[The task]
Find "the dark hair" in the data, then restate the line it sits in and every later line word for word, ending with the last line.

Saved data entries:

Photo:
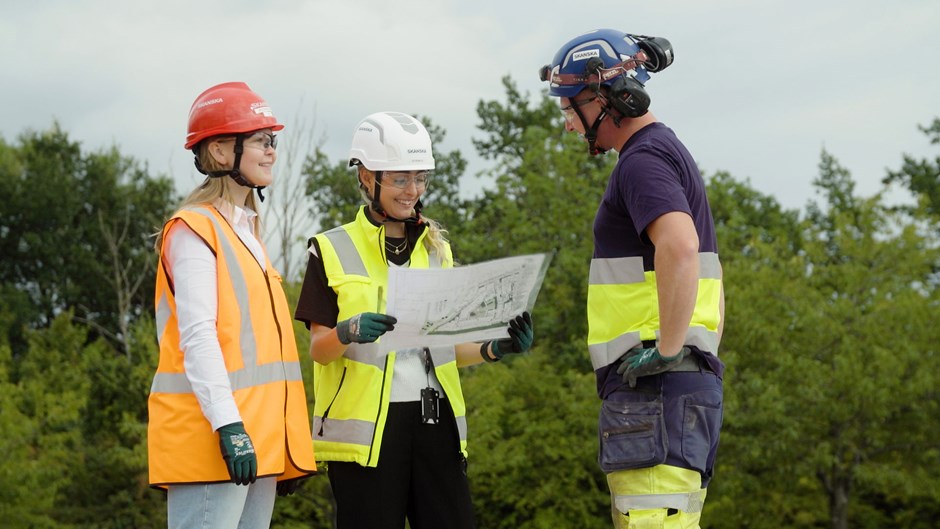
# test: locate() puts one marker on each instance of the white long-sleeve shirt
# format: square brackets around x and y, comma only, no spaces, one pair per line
[192,266]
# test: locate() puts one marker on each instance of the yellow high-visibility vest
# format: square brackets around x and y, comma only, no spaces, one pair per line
[623,307]
[352,392]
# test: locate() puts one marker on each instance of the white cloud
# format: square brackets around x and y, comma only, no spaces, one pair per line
[758,88]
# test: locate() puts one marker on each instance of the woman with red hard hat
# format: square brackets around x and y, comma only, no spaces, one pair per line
[228,424]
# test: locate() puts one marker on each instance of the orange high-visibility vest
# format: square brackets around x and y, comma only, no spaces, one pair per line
[255,332]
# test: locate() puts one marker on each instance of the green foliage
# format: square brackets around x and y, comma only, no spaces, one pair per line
[533,446]
[826,349]
[830,338]
[74,233]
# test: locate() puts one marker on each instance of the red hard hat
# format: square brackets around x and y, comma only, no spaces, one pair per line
[228,108]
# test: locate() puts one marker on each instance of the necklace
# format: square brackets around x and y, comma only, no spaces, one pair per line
[396,248]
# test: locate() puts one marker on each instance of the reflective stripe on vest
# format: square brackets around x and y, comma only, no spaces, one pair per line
[685,502]
[623,307]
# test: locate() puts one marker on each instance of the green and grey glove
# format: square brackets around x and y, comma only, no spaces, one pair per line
[289,486]
[365,327]
[645,361]
[238,453]
[521,336]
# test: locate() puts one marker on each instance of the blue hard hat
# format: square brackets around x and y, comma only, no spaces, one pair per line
[568,73]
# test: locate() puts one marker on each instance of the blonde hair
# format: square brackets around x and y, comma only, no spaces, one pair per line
[208,191]
[436,239]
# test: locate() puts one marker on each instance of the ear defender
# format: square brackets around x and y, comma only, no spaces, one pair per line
[628,97]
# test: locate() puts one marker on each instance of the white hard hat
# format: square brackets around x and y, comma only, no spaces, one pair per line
[391,141]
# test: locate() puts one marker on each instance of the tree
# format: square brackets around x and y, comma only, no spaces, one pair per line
[826,367]
[288,201]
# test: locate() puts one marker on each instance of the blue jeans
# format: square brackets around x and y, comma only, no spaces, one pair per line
[221,505]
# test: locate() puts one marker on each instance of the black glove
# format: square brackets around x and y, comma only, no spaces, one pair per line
[239,453]
[289,486]
[365,327]
[641,362]
[521,336]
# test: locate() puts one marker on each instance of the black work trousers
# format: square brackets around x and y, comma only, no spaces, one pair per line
[421,474]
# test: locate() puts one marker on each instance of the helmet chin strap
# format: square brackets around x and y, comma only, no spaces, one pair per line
[234,172]
[590,132]
[377,207]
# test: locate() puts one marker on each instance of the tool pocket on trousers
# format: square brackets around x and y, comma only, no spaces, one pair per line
[632,435]
[701,423]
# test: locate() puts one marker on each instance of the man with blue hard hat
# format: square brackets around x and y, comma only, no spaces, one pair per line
[655,298]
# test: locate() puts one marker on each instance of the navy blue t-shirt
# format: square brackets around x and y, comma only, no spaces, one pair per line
[655,174]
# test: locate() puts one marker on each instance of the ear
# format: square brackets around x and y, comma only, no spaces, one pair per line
[366,178]
[218,153]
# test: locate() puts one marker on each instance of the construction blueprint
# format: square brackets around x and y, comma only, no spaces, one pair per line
[468,303]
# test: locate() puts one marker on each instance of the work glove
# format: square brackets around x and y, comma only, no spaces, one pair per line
[521,336]
[239,453]
[289,486]
[365,327]
[644,361]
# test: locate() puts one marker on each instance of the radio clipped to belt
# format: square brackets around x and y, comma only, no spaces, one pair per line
[430,413]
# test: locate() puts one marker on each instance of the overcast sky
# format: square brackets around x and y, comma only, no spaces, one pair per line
[758,88]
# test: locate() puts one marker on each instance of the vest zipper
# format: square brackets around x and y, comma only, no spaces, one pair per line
[326,412]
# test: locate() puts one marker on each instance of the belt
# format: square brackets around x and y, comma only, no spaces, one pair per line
[691,362]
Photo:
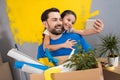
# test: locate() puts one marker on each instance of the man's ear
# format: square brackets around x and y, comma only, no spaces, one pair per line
[45,24]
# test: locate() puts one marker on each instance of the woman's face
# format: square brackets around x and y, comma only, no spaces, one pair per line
[68,21]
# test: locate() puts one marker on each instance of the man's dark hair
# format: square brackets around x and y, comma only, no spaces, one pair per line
[44,15]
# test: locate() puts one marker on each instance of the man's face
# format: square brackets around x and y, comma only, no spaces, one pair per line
[54,23]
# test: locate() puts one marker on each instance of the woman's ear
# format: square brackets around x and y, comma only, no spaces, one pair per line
[45,24]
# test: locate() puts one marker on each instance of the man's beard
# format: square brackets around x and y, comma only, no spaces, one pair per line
[57,32]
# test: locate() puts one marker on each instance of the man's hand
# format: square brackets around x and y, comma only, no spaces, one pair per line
[69,43]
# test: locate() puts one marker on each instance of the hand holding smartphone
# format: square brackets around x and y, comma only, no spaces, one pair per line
[90,23]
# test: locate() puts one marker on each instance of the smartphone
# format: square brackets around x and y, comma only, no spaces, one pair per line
[89,24]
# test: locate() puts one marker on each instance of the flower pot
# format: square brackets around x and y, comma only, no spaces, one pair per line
[113,60]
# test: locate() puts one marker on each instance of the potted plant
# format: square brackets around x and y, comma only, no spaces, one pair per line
[83,60]
[110,46]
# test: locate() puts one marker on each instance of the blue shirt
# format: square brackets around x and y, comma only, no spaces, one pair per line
[64,51]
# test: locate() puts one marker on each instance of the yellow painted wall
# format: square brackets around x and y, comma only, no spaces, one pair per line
[24,16]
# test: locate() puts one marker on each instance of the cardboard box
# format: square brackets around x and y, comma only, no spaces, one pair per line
[90,74]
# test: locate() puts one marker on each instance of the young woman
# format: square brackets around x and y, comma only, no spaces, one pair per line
[68,20]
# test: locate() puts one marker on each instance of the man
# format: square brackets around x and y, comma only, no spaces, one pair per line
[53,23]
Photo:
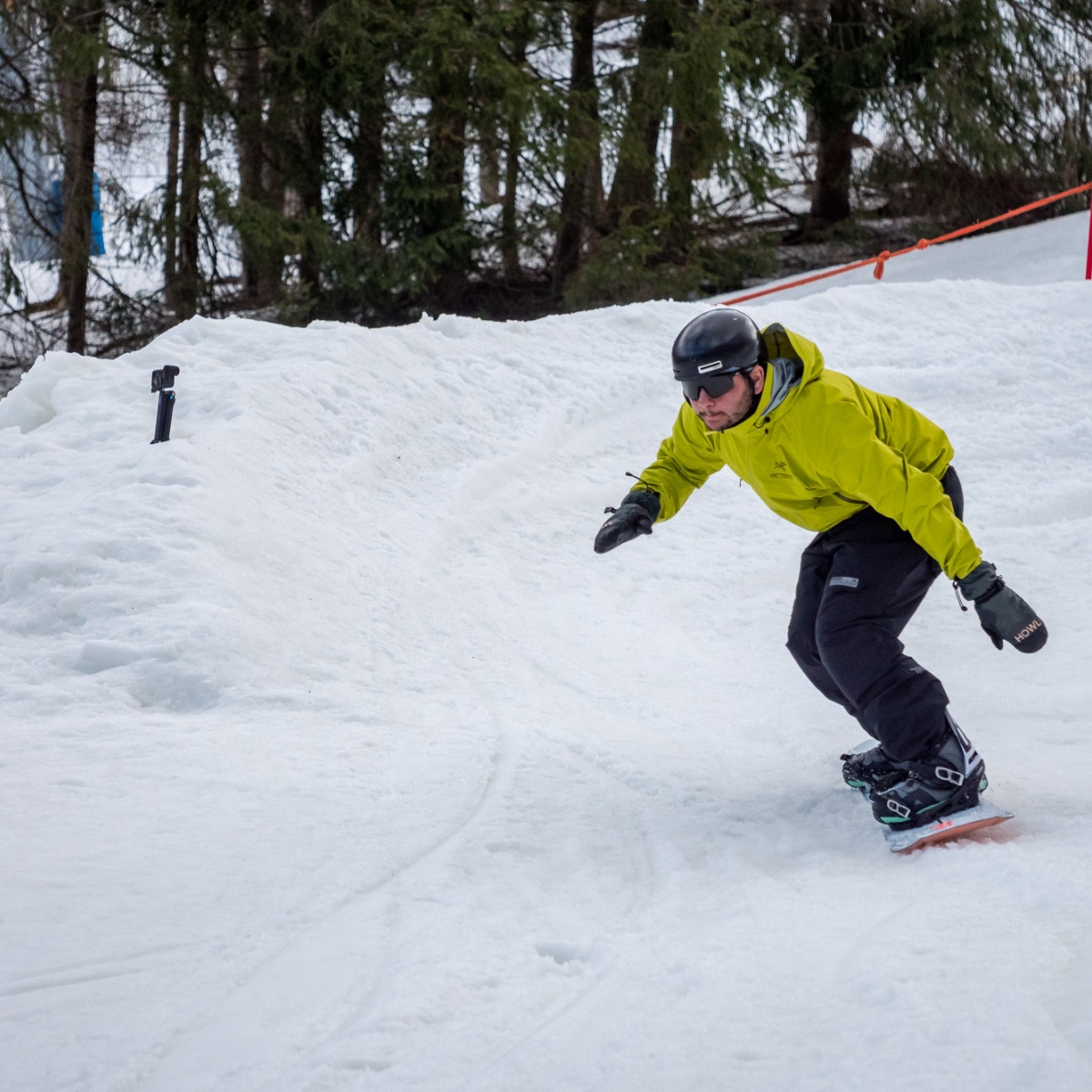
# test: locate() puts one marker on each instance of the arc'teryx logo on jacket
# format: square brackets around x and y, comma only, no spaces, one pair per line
[844,448]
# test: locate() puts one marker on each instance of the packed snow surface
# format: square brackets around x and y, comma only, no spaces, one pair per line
[333,758]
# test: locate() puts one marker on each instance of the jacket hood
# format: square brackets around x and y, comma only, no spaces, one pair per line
[794,360]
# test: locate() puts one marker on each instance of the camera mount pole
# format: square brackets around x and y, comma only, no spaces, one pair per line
[162,380]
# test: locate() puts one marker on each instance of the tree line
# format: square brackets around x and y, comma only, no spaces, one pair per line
[369,159]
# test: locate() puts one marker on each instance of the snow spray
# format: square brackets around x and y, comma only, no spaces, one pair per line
[162,381]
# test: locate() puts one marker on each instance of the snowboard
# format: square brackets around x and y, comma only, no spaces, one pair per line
[945,829]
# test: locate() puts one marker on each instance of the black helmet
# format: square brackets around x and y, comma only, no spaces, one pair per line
[718,343]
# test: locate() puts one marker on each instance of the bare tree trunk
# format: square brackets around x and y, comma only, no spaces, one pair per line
[76,33]
[443,216]
[581,146]
[170,202]
[189,268]
[249,135]
[834,34]
[633,194]
[694,96]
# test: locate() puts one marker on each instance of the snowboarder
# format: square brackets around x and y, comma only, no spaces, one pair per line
[874,478]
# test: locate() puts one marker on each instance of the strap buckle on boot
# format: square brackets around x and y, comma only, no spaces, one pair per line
[945,774]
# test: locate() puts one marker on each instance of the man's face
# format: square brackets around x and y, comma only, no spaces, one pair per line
[734,405]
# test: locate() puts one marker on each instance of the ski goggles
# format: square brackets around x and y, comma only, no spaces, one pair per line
[714,386]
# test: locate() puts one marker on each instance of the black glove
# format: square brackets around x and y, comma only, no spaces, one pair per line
[1003,614]
[633,517]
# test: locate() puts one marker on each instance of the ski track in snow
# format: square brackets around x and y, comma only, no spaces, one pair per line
[333,758]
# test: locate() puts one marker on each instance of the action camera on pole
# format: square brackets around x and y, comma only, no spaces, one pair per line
[163,379]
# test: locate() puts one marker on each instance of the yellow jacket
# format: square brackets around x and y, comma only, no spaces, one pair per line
[819,448]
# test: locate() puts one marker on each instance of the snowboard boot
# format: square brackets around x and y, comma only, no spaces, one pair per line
[945,781]
[871,771]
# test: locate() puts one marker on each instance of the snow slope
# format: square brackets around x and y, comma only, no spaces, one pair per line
[333,758]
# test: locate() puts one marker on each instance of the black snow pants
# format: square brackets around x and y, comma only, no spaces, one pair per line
[861,582]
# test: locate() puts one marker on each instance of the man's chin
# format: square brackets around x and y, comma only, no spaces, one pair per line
[715,424]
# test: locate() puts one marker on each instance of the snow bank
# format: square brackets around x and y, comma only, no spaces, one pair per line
[334,758]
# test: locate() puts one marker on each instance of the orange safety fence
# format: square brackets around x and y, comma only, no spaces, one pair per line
[880,260]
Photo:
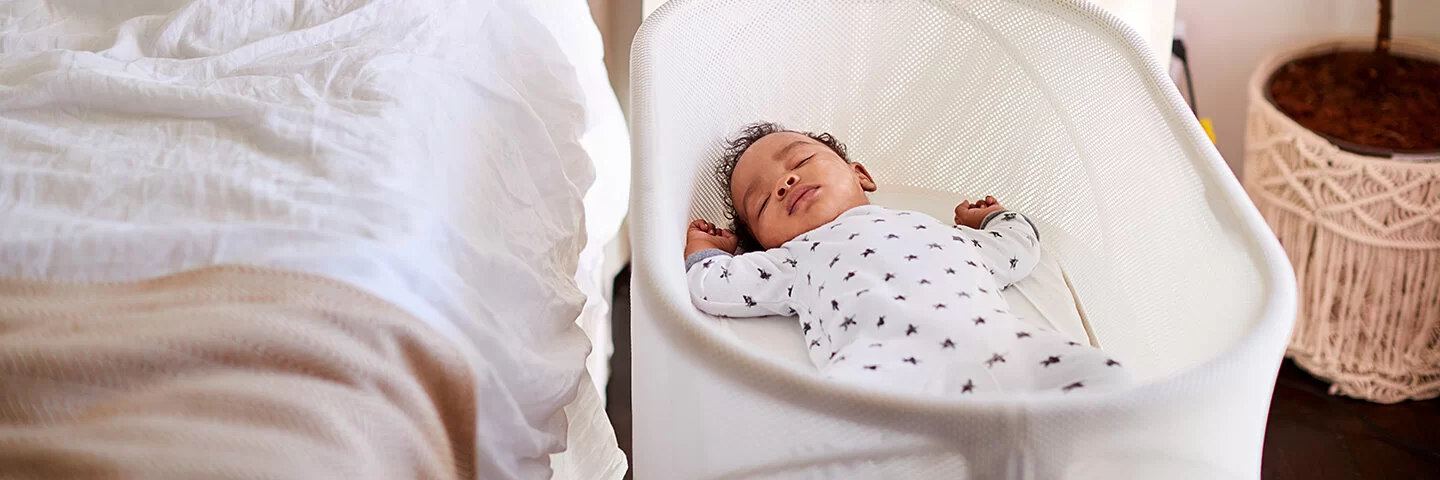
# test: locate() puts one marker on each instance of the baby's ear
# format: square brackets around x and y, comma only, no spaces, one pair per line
[866,182]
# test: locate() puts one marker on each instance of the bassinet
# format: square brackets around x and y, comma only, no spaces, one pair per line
[1053,107]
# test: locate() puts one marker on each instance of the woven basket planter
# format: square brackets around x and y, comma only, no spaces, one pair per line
[1364,237]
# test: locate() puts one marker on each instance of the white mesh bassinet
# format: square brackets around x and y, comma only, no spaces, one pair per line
[1053,107]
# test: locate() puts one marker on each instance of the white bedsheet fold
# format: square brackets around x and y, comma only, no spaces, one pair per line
[428,152]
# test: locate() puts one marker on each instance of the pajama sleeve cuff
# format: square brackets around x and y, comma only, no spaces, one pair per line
[697,257]
[988,218]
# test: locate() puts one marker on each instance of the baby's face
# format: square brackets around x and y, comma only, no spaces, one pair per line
[788,183]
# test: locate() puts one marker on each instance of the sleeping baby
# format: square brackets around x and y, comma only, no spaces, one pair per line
[884,297]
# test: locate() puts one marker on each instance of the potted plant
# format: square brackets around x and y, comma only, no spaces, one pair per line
[1342,157]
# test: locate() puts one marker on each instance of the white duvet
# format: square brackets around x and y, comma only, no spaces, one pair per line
[425,150]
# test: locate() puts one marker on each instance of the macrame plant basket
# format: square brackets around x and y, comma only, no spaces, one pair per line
[1364,237]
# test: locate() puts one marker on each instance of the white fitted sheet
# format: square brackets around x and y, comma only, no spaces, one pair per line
[435,153]
[1043,297]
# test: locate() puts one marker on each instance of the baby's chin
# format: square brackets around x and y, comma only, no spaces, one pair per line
[811,219]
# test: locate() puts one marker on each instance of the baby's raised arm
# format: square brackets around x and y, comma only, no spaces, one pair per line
[736,286]
[1008,241]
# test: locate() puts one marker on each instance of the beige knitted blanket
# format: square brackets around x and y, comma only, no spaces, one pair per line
[226,372]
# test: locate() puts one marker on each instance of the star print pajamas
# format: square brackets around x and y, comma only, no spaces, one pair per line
[902,301]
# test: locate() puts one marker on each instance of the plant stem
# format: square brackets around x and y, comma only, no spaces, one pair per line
[1383,33]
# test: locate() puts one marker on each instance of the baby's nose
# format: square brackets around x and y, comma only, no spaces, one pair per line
[789,182]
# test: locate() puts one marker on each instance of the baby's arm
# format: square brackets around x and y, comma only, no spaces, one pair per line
[1010,245]
[740,286]
[723,284]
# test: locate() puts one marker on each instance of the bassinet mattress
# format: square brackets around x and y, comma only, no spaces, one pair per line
[1043,297]
[432,153]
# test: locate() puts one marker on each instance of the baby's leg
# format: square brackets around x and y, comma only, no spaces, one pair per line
[915,366]
[1057,363]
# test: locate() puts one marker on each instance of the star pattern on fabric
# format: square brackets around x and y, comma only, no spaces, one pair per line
[920,299]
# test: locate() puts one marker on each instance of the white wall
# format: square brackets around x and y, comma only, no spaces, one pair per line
[1229,38]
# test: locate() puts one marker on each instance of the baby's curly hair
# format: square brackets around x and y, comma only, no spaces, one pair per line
[736,147]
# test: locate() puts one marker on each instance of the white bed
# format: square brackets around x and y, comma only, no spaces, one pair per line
[448,156]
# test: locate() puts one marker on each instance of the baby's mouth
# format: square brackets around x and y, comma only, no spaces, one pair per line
[801,193]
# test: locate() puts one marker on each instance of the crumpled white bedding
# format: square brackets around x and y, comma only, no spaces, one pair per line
[428,152]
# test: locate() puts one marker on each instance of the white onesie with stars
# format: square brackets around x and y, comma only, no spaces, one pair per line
[899,300]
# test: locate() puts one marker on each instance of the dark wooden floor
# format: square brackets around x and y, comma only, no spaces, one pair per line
[1311,434]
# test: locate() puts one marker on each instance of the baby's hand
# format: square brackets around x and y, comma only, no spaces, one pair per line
[974,214]
[703,235]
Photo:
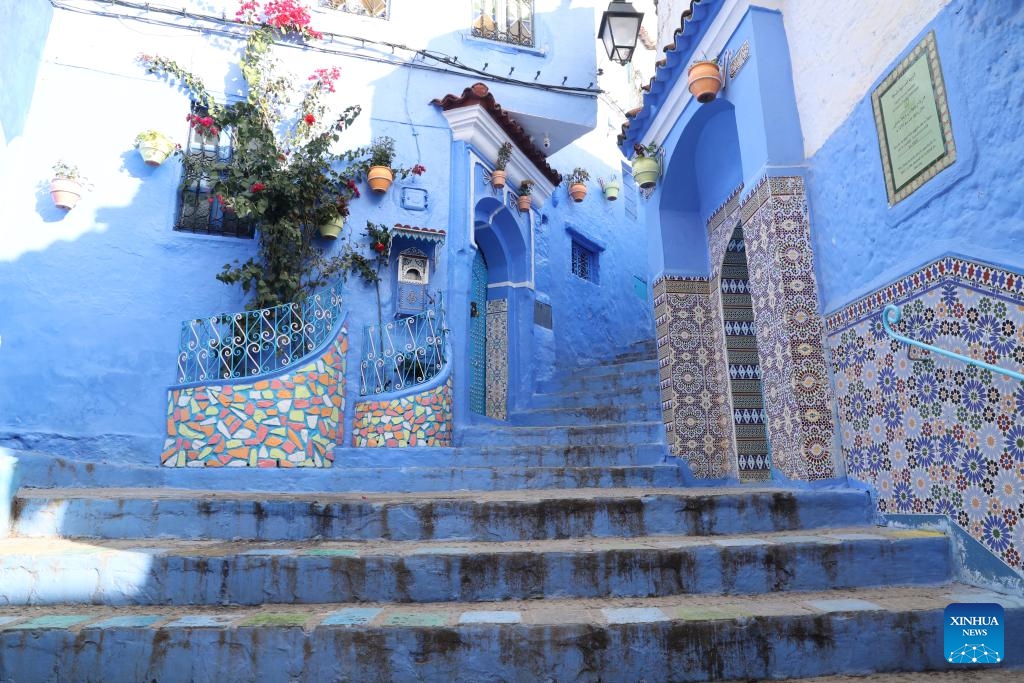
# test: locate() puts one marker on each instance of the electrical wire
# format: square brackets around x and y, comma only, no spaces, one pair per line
[442,62]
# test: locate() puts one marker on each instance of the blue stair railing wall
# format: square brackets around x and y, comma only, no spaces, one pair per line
[255,342]
[891,315]
[403,353]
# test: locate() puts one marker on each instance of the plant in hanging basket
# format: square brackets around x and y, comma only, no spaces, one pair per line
[646,167]
[498,178]
[66,186]
[705,80]
[577,181]
[610,187]
[154,146]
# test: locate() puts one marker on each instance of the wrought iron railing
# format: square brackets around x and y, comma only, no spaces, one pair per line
[404,352]
[891,315]
[254,342]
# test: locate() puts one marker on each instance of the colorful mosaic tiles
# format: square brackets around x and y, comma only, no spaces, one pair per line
[934,435]
[790,330]
[423,419]
[291,420]
[693,375]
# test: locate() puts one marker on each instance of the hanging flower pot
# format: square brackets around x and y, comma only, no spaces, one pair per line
[646,170]
[498,179]
[332,228]
[66,193]
[380,178]
[154,146]
[578,191]
[705,80]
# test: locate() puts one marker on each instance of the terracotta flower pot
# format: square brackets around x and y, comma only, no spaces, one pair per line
[332,228]
[705,81]
[155,153]
[645,171]
[578,190]
[380,178]
[66,193]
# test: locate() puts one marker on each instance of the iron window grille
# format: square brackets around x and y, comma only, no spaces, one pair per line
[199,209]
[584,262]
[504,20]
[375,8]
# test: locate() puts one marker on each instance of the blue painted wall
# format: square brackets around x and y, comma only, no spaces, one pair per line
[26,25]
[972,208]
[92,299]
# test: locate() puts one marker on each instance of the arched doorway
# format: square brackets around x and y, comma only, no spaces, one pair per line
[749,416]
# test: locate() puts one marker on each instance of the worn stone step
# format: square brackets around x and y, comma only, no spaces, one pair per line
[613,382]
[510,515]
[563,435]
[160,571]
[602,455]
[609,413]
[674,638]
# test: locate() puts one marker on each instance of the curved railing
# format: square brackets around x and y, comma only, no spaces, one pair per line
[403,353]
[891,315]
[255,342]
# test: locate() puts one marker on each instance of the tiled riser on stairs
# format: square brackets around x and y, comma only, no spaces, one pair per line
[237,573]
[756,647]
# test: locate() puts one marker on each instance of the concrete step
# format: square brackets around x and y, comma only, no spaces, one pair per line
[609,369]
[609,413]
[647,394]
[614,382]
[669,638]
[510,515]
[562,435]
[603,455]
[180,572]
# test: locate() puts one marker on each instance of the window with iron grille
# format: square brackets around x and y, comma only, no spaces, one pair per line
[376,8]
[505,20]
[584,262]
[199,209]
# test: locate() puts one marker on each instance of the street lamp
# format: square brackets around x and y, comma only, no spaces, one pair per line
[620,28]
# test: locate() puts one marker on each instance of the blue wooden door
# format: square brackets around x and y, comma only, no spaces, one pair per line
[478,337]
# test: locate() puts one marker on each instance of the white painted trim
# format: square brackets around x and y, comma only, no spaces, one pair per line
[475,126]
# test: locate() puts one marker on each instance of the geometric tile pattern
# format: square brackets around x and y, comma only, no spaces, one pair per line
[290,420]
[693,375]
[935,435]
[422,419]
[498,358]
[744,368]
[790,330]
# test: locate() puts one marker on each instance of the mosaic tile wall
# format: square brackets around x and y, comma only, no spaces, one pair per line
[693,375]
[790,330]
[291,420]
[423,419]
[498,358]
[936,435]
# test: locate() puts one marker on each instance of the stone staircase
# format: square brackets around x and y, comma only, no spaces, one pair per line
[562,548]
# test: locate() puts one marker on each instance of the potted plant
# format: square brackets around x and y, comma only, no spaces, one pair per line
[66,187]
[524,201]
[578,183]
[705,80]
[154,146]
[646,167]
[610,187]
[380,176]
[504,155]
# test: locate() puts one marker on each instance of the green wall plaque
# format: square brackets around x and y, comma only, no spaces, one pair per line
[915,138]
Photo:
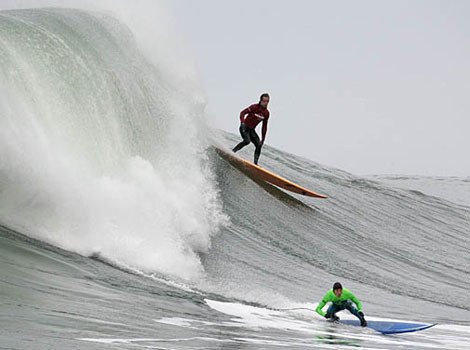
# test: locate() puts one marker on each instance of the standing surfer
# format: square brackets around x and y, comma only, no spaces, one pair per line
[341,299]
[250,117]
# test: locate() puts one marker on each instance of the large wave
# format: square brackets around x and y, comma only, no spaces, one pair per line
[101,150]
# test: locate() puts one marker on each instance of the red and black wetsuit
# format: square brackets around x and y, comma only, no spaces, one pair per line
[250,117]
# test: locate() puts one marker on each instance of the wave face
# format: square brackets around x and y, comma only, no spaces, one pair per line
[120,225]
[100,153]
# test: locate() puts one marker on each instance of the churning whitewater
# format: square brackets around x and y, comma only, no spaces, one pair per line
[122,227]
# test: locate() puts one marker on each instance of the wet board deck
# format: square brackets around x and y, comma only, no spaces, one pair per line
[389,327]
[268,176]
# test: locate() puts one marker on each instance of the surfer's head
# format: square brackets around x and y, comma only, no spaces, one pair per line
[264,100]
[338,289]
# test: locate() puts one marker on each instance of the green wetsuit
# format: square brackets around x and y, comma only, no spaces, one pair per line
[330,296]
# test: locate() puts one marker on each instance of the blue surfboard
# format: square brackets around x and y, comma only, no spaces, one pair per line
[388,327]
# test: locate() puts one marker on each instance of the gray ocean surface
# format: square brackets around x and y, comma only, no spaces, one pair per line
[122,228]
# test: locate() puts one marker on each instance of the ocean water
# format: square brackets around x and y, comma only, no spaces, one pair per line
[121,227]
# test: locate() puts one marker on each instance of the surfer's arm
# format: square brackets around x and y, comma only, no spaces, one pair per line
[357,302]
[244,113]
[321,305]
[265,129]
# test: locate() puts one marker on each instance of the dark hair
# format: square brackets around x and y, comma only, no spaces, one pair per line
[337,285]
[263,96]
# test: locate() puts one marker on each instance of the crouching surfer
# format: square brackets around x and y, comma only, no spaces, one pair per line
[341,299]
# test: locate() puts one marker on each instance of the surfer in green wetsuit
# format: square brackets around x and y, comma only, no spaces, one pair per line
[340,299]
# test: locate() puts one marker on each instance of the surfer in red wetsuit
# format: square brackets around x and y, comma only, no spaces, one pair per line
[250,117]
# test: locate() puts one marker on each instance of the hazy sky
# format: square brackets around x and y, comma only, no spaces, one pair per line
[367,86]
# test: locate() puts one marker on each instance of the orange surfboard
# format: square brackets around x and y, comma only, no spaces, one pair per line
[265,175]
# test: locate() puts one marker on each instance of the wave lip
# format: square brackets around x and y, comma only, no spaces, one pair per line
[100,151]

[Exercise result]
# test: locate() puts one marker on each instance of the dark hair
# format: square brackets around x and y, comma only, no spaces, one pair per line
[337,285]
[263,96]
# test: locate() puts one marker on each instance of the crouching surfer
# format: square brackets around x and y, comma only, no spaces, one pair per line
[341,299]
# test: locate() puts one marker on each instance of the surfer in green wetsuit
# format: square brackets around x and y, comma only, no spaces, one pair per line
[340,299]
# test: locate() puts one marker on each instance of the surfer in red wetsuit
# format: square brackets around x and y, comma only, no spaces, one pair per line
[250,117]
# test: locate() puts one marker on each instance of the hazy sky
# format: square brackets around x and y, comma only, no spaces, one pair per line
[367,86]
# test: locate() puts one marker on each instance of the orange surfboard
# format: square brackets around x and y, comma only, no spaces, one pair per line
[265,175]
# test: locate() puts one marker on each instance of the wave lip
# format: square brackets around x and y, comma only, no spaces, one pair per line
[100,151]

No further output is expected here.